▸ **Passage to read**:
If there’s a silver lining in the current COVID-19 pandemic, it’s that, across the country, Americans are stepping up to fill the void left by the astonishing lack of leadership in …
If there’s a silver lining in the current COVID-19 pandemic, it’s that, across the country, Americans are stepping up to fill the void left by the astonishing lack of leadership in Washington. As we reported last week, small companies like Wintergreen are reaching out to hospitals in their region, in hopes of using their capabilities to help protect healthcare workers through the manufacture of protective face masks and hospital gowns.
Similar stories are now being told throughout the country. In the absence of a coordinated national response, everyday Americans are coming up with their own solutions to help protect themselves, healthcare professionals and first responders in their own communities from the dangers posed by the COVID-19 virus.
That’s the good news. The unfortunate reality is that it shouldn’t have been necessary. It’s no coincidence that the United States is now home to nearly a third of all COVID-19 infections in the world, with more than 25,000 new cases now reported daily. At the current pace of new infection, more than a million Americans will likely be diagnosed with a COVID-19 infection by the end of April and many times that number will likely have the disease without being tested.
America will ultimately be the country hardest hit by this disease in large part due to a monumental failure of leadership by President Trump.

▸ **Complete the following**:
#1 Using the COVID-19 article, mark each statement below yes or no, and quote the exact words from the article that decide it.
(a) Wintergreen is contacting hospitals in its region about making face masks and hospital gowns.
(b) The United States accounts for about half of all COVID-19 infections in the world.
(c) More than 25,000 new cases are now reported daily in the United States.
#2 According to the COVID-19 article, by when will more than a million Americans likely be diagnosed with a COVID-19 infection at the current pace?
#3 Please carry the COVID-19 article forward from its final sentence.

▸ **Records supplied**:
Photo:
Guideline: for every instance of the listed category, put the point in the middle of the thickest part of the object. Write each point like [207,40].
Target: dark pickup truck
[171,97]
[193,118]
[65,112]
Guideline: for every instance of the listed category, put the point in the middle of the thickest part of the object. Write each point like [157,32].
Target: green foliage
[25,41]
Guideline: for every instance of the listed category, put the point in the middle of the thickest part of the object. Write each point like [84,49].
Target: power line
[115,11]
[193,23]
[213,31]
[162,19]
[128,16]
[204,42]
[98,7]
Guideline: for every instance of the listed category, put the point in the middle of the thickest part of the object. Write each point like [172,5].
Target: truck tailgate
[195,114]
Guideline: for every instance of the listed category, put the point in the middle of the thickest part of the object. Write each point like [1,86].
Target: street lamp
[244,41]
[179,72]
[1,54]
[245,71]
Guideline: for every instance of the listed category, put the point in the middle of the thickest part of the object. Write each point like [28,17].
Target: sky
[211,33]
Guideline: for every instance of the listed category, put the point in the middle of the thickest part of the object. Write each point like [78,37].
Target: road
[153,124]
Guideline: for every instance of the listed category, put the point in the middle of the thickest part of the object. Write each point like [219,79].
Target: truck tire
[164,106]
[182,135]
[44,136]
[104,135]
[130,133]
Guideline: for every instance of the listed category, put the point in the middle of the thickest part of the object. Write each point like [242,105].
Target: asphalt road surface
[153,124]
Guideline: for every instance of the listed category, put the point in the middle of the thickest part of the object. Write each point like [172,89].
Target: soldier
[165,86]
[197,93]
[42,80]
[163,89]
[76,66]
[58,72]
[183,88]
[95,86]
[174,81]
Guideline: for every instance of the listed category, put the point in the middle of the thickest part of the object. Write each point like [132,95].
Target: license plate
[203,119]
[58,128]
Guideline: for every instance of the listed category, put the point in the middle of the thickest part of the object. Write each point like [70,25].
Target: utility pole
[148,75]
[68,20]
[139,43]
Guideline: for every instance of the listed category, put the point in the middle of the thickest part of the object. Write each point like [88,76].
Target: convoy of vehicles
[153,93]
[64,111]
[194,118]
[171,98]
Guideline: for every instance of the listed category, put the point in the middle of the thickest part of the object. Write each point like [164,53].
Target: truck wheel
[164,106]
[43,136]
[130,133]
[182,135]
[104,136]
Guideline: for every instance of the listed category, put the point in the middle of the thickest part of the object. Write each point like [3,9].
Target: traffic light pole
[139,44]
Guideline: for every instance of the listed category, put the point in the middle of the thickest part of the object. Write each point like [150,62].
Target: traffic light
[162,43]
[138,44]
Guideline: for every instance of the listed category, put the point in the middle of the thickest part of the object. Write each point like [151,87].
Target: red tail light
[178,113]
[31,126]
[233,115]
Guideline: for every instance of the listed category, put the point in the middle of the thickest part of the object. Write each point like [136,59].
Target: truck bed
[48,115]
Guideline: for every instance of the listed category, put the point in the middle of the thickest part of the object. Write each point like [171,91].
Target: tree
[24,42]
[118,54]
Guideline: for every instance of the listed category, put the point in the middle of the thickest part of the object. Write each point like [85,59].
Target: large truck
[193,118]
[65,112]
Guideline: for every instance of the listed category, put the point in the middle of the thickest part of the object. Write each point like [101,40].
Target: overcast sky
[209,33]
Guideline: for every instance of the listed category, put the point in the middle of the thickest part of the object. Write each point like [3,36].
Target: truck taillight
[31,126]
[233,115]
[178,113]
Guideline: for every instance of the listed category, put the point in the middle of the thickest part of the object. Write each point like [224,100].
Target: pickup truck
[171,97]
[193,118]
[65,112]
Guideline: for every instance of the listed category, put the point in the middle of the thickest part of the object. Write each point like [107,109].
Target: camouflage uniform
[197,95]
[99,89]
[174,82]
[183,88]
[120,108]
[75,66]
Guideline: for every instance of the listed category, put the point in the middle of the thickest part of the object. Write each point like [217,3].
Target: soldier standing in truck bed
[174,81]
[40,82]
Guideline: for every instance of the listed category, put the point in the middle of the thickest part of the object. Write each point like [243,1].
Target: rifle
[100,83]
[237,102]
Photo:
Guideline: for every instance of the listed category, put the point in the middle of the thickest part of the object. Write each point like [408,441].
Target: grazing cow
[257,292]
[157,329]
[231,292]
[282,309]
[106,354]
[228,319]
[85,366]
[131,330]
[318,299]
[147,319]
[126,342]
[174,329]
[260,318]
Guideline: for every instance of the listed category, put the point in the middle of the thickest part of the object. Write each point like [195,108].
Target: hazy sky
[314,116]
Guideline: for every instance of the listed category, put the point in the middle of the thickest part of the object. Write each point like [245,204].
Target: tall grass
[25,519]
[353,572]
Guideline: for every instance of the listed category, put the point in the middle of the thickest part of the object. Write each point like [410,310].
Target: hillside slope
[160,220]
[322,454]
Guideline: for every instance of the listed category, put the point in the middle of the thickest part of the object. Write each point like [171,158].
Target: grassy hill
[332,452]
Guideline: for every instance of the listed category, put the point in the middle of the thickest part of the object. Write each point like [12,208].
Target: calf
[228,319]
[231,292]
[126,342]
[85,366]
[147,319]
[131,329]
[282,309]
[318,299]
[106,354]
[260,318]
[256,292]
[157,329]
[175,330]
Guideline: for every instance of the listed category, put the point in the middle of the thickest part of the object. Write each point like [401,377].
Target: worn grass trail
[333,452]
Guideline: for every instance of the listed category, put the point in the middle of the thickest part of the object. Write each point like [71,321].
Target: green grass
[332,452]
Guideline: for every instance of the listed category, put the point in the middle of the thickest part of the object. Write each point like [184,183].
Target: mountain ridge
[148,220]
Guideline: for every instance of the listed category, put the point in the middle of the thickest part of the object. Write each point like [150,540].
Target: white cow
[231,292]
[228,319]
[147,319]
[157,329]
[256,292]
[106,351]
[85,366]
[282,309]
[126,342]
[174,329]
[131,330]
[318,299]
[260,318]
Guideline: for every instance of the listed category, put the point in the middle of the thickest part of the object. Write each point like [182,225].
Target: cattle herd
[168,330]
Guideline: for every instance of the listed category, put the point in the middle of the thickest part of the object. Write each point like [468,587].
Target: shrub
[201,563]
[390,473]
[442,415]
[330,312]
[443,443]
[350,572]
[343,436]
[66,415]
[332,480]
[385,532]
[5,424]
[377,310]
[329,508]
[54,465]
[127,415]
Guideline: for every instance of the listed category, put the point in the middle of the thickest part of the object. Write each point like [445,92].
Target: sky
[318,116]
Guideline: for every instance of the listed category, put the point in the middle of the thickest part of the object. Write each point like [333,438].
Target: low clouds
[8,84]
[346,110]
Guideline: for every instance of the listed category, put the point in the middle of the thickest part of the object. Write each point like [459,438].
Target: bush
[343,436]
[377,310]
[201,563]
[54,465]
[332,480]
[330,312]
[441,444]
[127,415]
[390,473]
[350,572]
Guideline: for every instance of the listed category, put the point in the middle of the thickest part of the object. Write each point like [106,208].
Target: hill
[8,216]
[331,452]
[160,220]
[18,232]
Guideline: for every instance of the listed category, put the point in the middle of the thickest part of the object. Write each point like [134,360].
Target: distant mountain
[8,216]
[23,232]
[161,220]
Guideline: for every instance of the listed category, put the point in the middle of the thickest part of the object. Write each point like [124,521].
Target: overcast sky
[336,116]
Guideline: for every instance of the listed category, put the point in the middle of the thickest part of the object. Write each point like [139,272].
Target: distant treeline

▸ **Answers in order**:
#1
(a) Yes: "small companies like Wintergreen are reaching out to hospitals in their region, in hopes of using their capabilities to help protect healthcare workers through the manufacture of protective face masks and hospital gowns."
(b) No: "the United States is now home to nearly a third of all COVID-19 infections in the world"
(c) Yes: "with more than 25,000 new cases now reported daily"

#2 By the end of April.

#3
We don’t have to wonder how things might have been different had the federal government acted more decisively. Two countries, the U.S. and South Korea, both experienced their first confirmed case of COVID-19 infection on Jan. 20 of this year. Within a week of those diagnoses, South Korea’s disease control agency mounted a full-court press, mobilizing private industry to prepare for the pandemic by producing quick and effective tests. Within a week, the tests were ready to go and the Koreans efficiently tested hundreds of thousands of their residents within a month, isolating those who tested positive. By taking effective action from the start, the South Koreans have managed to keep their outbreak at a manageable level. Today, two and a half months after their first confirmed infection, that country of 50 million people is seeing new infections on the order of several dozen per day, compared to 30,000 per day here in the U.S. We have reproduced the graphs showing the rate of new infection for both South Korea and the U.S. below. The difference is striking and reflects, more than anything, the relative effectiveness of each country’s response to this public health emergency.
Here in the U.S., the initial response was classic Trump: denial, followed by braggadocio. “We have it totally under control. It’s one person coming from China. It’s going to be just fine.”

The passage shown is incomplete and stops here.